Direction> Reproduce every one of the rows below verbatim, including each bracketed set of coordinates.

──────────

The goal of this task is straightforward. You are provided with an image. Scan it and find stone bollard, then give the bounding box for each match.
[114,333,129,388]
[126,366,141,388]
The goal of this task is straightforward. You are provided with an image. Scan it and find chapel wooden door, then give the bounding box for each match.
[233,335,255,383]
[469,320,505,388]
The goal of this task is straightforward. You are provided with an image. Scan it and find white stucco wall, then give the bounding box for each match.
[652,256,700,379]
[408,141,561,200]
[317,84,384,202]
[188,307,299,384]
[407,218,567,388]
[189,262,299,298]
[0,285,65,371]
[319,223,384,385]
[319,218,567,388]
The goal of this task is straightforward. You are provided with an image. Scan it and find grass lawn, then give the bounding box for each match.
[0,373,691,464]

──────────

Exercise output>
The goal of this task is straightforward. You are provided with an image. Scan it and find stone bollard, then give the bounding box for each match.
[114,333,129,388]
[126,366,141,388]
The goal of this task is straightforward. You are provided with an image. Scan it and find chapel wooden door, then give the bounding box for each match.
[233,335,255,383]
[469,320,505,388]
The goal of this task is straightforward. You are provided with an image. Scan it and find white stucco wall, then give the bounding box for each match.
[652,256,700,379]
[408,141,561,200]
[317,84,384,202]
[188,307,299,384]
[407,218,567,388]
[189,262,299,298]
[0,285,65,371]
[319,223,384,385]
[319,218,567,388]
The goal of this task is straightforward. You are provided with an image. Scan it and find grass lawn, then give the bounding box for each match.
[0,373,691,464]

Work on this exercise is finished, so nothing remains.